What you will do: Word for word, reproduce each of the entries.

Records supplied:
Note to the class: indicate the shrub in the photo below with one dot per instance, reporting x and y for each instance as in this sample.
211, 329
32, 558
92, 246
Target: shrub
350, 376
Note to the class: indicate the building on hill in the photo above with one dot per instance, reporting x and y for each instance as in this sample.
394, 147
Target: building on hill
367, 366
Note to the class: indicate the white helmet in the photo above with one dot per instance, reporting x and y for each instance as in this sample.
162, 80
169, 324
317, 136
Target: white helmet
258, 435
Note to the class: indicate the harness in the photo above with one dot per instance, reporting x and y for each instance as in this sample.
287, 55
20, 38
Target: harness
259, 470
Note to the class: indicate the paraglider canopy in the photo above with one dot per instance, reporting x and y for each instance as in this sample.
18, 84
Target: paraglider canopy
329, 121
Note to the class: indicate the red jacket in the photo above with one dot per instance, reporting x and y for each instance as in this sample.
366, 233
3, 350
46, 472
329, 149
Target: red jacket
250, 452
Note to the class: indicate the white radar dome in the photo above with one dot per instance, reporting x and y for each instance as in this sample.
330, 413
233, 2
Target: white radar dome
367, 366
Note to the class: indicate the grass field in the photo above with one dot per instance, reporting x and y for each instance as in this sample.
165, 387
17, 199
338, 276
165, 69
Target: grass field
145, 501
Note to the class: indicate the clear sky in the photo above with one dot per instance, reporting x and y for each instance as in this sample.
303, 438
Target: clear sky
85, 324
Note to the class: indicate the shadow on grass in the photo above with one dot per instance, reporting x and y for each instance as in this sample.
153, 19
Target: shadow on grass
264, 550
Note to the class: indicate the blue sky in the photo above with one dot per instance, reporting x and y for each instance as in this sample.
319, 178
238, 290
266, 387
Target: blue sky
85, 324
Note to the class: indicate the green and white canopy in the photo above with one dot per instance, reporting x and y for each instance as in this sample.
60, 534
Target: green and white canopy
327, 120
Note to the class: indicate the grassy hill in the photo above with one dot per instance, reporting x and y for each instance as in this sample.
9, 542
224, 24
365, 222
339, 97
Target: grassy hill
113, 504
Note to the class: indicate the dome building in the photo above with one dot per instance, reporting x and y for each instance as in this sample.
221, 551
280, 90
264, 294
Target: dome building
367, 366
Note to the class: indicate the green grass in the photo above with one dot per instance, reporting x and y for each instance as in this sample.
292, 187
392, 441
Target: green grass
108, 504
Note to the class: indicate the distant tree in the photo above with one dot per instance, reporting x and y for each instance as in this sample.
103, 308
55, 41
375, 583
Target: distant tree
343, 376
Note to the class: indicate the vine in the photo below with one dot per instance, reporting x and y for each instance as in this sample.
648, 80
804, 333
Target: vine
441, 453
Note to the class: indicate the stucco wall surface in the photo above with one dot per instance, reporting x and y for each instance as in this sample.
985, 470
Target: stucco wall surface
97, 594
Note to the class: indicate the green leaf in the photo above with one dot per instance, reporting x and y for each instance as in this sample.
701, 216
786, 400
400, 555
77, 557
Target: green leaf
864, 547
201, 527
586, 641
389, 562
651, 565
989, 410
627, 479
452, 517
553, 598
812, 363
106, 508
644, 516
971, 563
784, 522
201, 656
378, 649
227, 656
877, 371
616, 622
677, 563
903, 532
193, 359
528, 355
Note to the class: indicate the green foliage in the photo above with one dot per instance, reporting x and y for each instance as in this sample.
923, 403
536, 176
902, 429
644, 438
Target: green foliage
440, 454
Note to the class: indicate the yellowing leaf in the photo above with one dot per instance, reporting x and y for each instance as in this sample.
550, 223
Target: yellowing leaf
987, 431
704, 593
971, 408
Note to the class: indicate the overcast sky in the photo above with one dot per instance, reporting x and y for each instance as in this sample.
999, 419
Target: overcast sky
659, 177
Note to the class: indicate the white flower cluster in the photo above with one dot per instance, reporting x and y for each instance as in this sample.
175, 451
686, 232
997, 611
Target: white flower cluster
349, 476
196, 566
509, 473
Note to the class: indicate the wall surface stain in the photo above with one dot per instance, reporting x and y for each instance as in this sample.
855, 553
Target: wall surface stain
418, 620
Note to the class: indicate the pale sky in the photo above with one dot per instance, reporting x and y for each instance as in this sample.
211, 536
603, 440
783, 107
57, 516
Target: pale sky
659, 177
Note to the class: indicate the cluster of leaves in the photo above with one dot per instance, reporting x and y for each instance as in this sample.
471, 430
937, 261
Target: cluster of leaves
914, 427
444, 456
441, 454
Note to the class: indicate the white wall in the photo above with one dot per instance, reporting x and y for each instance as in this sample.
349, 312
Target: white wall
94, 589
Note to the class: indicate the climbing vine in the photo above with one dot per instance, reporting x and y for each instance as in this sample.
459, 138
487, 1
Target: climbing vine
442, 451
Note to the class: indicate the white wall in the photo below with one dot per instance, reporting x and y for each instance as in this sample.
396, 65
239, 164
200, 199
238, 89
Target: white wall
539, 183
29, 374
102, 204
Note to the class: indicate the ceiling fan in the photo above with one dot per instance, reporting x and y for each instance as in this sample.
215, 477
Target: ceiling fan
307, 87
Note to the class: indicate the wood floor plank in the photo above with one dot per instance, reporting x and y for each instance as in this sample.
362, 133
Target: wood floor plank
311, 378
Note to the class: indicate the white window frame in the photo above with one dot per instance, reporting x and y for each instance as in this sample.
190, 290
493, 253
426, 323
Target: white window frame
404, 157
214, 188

Answer box:
Note to the class: indicate the shrub in the photo below with one dot per instance, reporting x and y for each instance as in this sample.
211, 329
32, 558
92, 246
Target: shrub
350, 376
Note to the class: indicate the building on hill in the photo above with one dot per instance, reporting x and y for each instance as in this sample.
394, 147
Target: building on hill
367, 366
Note to the class: indicate the white helmet in the photo above with one dot per instance, reporting x and y for each instance as in this sample.
162, 80
169, 324
317, 136
Target: white helmet
258, 435
Note to the class: indicate the harness in the photo above with one dot per instance, reporting x and y for each instance as in this sample.
287, 55
20, 38
Target: harness
259, 470
Note to the class: indicate the paraglider canopy in the photo above with one dot per instance, reporting x and y for each instance as in this sample.
18, 84
Target: paraglider canopy
329, 121
Note to the class: indicate the red jacket in the photo above with one dot per instance, reporting x and y for each instance as in this sample.
366, 233
3, 350
46, 472
329, 149
Target: red jacket
250, 452
Note to the class: indicate the white radar dome in the photo above with one dot per instance, reporting x and y for each instance as in this sample.
330, 413
233, 2
Target: white radar dome
367, 366
Note to the class: indicate the grass field in the photo above with one dot per instance, reporting x and y for each instance as in this sample.
165, 387
17, 199
338, 276
165, 69
Target: grass field
145, 501
Note to the class: indicate the clear sky in the photo above with one dot per instance, reporting x and y for each instance as in this sample.
303, 438
Target: clear sky
85, 324
Note to the class: indicate the shadow on grass in the photo above with one dot per instance, reporting x and y for each instance as in this sample.
153, 19
Target: shadow on grass
264, 550
Note to the class: indicate the blue sky in the photo above with one dot per instance, reporting x and y for each instance as in this sample.
319, 178
238, 290
266, 387
Target: blue sky
85, 324
Note to the class: indicate the green and white canopy in the photo above with one dot per instance, reporting x and y for each instance as in this sample.
60, 534
Target: green and white canopy
327, 120
Note to the class: indicate the grassy hill in the photo above with one dot per instance, reporting x and y for each instance as in this sample.
9, 542
224, 24
365, 222
339, 97
Target: grassy hill
113, 504
Note to the class: indicate the dome building in the photo above with one dot per instance, reporting x and y for each instance as in this sample.
221, 551
280, 90
264, 294
Target: dome building
367, 366
Note to the class: indicate the green grass in the photo above with one dot per instance, reporting x and y for each instance as in this sample.
292, 187
392, 441
Target: green grass
108, 504
Note to the class: indicate the distant tree in the photo above with one dot per instance, reporting x and y for each instance as in this sample.
103, 308
55, 41
375, 583
Target: distant tree
343, 376
Note to the class: indicate the vine in the photo below with one dot per instance, reporting x and y for each instance as in this sample.
648, 80
804, 333
Target: vine
441, 453
Note to the class: indicate the stucco wall surface in the photo above with one dot per instance, reporting x and y for each instance as in this sample.
985, 470
Target: stucco wall surface
97, 594
Note to the class: indicate the green leaf in the photo above with one dot per instance, reporting x and y for each instance as in this sample.
701, 216
786, 400
400, 555
77, 557
Target: green leaf
864, 547
201, 527
586, 641
389, 562
651, 565
989, 410
627, 479
452, 517
553, 598
812, 363
106, 508
644, 516
971, 563
784, 522
201, 656
378, 649
227, 656
877, 371
616, 622
677, 563
903, 532
193, 359
528, 355
Note to the class: indicate the green foliage in the photo above with one dot per instance, reporting x and y for each instance as in this sample.
923, 403
536, 176
902, 429
644, 438
Target: green foliage
440, 454
Note to the class: indicate the yellowing leaf in the photo above with one dot per instance, reporting x and y for each instance as in this sample.
550, 223
Target: yellowing leaf
987, 431
704, 593
971, 408
Note to the class: indicate the overcast sky in the photo above with one dot per instance, reporting x and y for each instance as in this sample.
999, 419
Target: overcast sky
659, 177
Note to the class: indicate the white flower cluster in the photo above with one dot per instance, reporting x and y for each instance as in this sample.
175, 451
686, 232
997, 611
Target: white flower cluster
349, 476
196, 566
509, 473
Note to the class: indicate the wall surface stain in the photo above with one dot per instance, reporting x and y for each instance as in this sample.
855, 553
Target: wall surface stain
418, 620
Note to the class: indicate the pale sky in the photo above with one dot per instance, reporting x and y for each instance as in this sample.
211, 536
603, 440
783, 107
57, 516
Target: pale sky
659, 177
Note to the class: indicate the cluster of leaves in the photo above with one dot per instance, reporting x and y for each instance as in this sample.
471, 430
937, 261
Target: cluster of leaves
914, 427
444, 456
441, 454
Note to the class: indicate the white wall in the photo above with one dot per instance, reporting x and y for each instance as in this sample.
349, 312
Target: white wall
94, 589
Note to the class: indicate the climbing vine in the photo above with one dot per instance, reporting x and y for each instance as in this sample.
459, 138
487, 1
Target: climbing vine
442, 451
Note to the class: indicate the white wall in the photo below with one dot per instance, reporting x and y for each instance as in this sample.
396, 65
239, 164
200, 199
238, 89
Target: white wall
539, 183
29, 374
102, 204
Note to the class: indicate the ceiling fan in the photo above with one dot per instance, reporting x and y for each instance as in this sample.
215, 477
Target: ceiling fan
307, 87
Note to the class: indicate the wood floor plank in the photo above with one dot per instance, reporting x and y for each instance as in this sample.
362, 133
Target: wood floor plank
311, 378
Note to the class: indicate the white window frame in the photo above with one dot per instance, reporting x and y for each instance as in this sample.
190, 290
493, 253
426, 323
Target: white window frame
404, 157
214, 188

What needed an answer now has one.